* _Task prompt_: Each line below is to be written out in full, exactly as shown.

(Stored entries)
# # # # #
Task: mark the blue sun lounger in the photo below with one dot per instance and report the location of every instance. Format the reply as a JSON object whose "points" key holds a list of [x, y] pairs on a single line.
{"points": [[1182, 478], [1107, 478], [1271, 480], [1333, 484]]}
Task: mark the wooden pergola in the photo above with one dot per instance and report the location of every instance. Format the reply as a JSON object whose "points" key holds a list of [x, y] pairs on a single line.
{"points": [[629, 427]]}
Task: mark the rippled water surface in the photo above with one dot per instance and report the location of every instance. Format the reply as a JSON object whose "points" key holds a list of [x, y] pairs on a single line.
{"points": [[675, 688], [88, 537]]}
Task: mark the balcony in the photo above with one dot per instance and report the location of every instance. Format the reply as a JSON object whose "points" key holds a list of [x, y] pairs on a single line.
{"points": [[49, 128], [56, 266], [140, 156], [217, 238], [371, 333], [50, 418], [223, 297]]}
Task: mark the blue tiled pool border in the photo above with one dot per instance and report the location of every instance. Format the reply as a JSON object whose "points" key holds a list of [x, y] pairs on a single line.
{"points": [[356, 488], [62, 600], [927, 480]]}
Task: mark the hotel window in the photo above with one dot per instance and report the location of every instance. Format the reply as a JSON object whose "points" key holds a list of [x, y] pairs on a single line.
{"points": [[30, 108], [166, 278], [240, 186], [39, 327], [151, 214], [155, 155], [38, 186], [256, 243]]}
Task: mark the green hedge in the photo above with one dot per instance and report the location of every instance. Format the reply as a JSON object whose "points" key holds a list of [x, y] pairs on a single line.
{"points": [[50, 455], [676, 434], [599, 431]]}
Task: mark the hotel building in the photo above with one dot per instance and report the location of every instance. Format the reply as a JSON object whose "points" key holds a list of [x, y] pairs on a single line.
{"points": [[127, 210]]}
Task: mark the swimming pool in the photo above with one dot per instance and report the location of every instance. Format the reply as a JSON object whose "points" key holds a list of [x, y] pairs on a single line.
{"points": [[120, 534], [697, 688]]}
# # # # #
* _Result_:
Task: mark the blue sun lounger in the photo below with one dot per instance and report the location of every instance. Format the reply as a JSON object whose "points" key holds a list of [x, y] pairs on a single line.
{"points": [[1182, 478], [1107, 478], [1271, 480], [1333, 484]]}
Task: mark the wooden pergola in the photo above with one dot per instance and report the location of every instance. Format the reply as a JSON object whose "points" key holds a list of [x, y] pairs on a single line.
{"points": [[629, 427]]}
Task: mark the rippled water surface in the photo above with one dot per instance and report the location of every instance. Format the reply as a JSON object whose "points" key holds a list of [x, y] pairs on a single line.
{"points": [[675, 688], [88, 537]]}
Task: mark the balcony in the photo above with one dot per instance and report the location of every instance. Format the reply as a JSON object whose "points" key holds a list of [x, y] pairs on a single line.
{"points": [[49, 128], [56, 266], [140, 156], [217, 238], [371, 333], [50, 418], [223, 297]]}
Task: mark the blue tiled pool border in the photo above with one dot per instance and report the location of every instance. Format the reply as a JSON object whose "points" key holds a list of [x, y] pairs on a single line.
{"points": [[356, 488], [62, 600], [927, 480]]}
Task: mark the hotel window in the photo above with one dot per instance and report the location of every instance. Format the reply as a JSON object whose "points" key holds a list of [x, y] pairs on a single line.
{"points": [[30, 108], [166, 278], [240, 186], [39, 327], [151, 214], [155, 155], [38, 186], [256, 243]]}
Task: mark the green hedge in the photo above with one dot per instance and report the location of every instance. Format the reply as a JSON object whose "points" key holds a list of [x, y] pairs on a single line.
{"points": [[50, 455], [676, 434], [599, 431]]}
Task: mark the hotel building in the photo above with one dot per instance and report the location of every instance. Format the reply as a JSON object whose "points" key holds a list of [x, y] pairs on a single line.
{"points": [[127, 210]]}
Task: mark the swimming pool in the photo above with one dot per instance and report the location of every instance. Format the reply as a JSON object whose "points" key holds a list of [x, y] pairs on a single line.
{"points": [[120, 534], [697, 688]]}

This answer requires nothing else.